#### [WHAT YOU SHOULD DO]
From the line containing "The response MUST carry one point per instance of the blue" through the final line of the records, reproduce every line exactly.

Excerpts from a dataset

☆ ☆ ☆ ☆ ☆

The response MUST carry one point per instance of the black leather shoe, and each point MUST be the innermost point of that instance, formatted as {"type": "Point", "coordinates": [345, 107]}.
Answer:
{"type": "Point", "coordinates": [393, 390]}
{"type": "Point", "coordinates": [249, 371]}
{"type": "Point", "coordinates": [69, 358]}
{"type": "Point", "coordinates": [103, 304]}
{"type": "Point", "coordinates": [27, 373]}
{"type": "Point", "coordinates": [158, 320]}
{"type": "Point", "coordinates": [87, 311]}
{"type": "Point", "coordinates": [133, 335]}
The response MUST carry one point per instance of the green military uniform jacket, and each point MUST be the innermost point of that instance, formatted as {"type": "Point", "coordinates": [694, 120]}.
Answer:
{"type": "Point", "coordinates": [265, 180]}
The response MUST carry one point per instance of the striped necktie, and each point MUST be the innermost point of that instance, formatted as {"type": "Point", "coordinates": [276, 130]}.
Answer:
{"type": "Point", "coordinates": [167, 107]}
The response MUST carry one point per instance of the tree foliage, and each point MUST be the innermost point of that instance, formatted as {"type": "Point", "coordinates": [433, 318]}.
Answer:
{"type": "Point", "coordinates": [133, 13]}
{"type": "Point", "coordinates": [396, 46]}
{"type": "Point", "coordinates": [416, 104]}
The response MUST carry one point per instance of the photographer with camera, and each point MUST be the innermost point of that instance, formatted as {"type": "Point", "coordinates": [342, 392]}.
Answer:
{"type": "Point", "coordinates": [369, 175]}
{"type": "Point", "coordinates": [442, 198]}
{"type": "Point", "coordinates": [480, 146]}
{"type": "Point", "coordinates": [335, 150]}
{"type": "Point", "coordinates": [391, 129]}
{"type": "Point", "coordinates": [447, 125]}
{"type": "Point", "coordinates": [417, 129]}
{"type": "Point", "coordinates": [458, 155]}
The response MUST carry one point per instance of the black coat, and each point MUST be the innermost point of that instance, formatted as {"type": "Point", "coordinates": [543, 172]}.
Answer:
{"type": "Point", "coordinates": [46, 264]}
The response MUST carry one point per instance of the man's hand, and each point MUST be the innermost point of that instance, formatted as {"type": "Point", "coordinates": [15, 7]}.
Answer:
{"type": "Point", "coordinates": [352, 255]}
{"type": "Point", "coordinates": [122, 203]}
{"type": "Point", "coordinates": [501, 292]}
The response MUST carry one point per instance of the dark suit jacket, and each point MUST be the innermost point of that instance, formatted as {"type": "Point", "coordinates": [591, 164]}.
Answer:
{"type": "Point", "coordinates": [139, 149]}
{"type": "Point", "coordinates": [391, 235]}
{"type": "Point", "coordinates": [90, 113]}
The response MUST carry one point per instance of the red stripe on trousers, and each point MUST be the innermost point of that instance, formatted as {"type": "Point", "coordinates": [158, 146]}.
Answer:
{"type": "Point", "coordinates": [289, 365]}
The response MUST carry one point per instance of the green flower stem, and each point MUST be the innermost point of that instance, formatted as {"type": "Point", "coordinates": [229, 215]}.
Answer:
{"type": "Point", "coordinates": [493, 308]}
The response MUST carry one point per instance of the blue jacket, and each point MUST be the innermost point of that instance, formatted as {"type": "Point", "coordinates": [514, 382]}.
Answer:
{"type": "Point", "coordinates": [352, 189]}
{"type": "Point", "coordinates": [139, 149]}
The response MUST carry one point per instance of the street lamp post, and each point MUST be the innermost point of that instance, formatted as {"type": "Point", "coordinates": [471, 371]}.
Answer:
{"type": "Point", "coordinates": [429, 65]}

☆ ☆ ☆ ☆ ☆

#### [EXERCISE OUTPUT]
The response MUST carry one point per instance of the blue jacket, and each point MUST be the innermost point of that instance, formatted as {"type": "Point", "coordinates": [514, 382]}.
Answer:
{"type": "Point", "coordinates": [352, 189]}
{"type": "Point", "coordinates": [139, 149]}
The response MUST carry one point per instance of the street lamp post, and each point MUST be the innermost point of that instance, formatted as {"type": "Point", "coordinates": [471, 371]}.
Answer:
{"type": "Point", "coordinates": [429, 65]}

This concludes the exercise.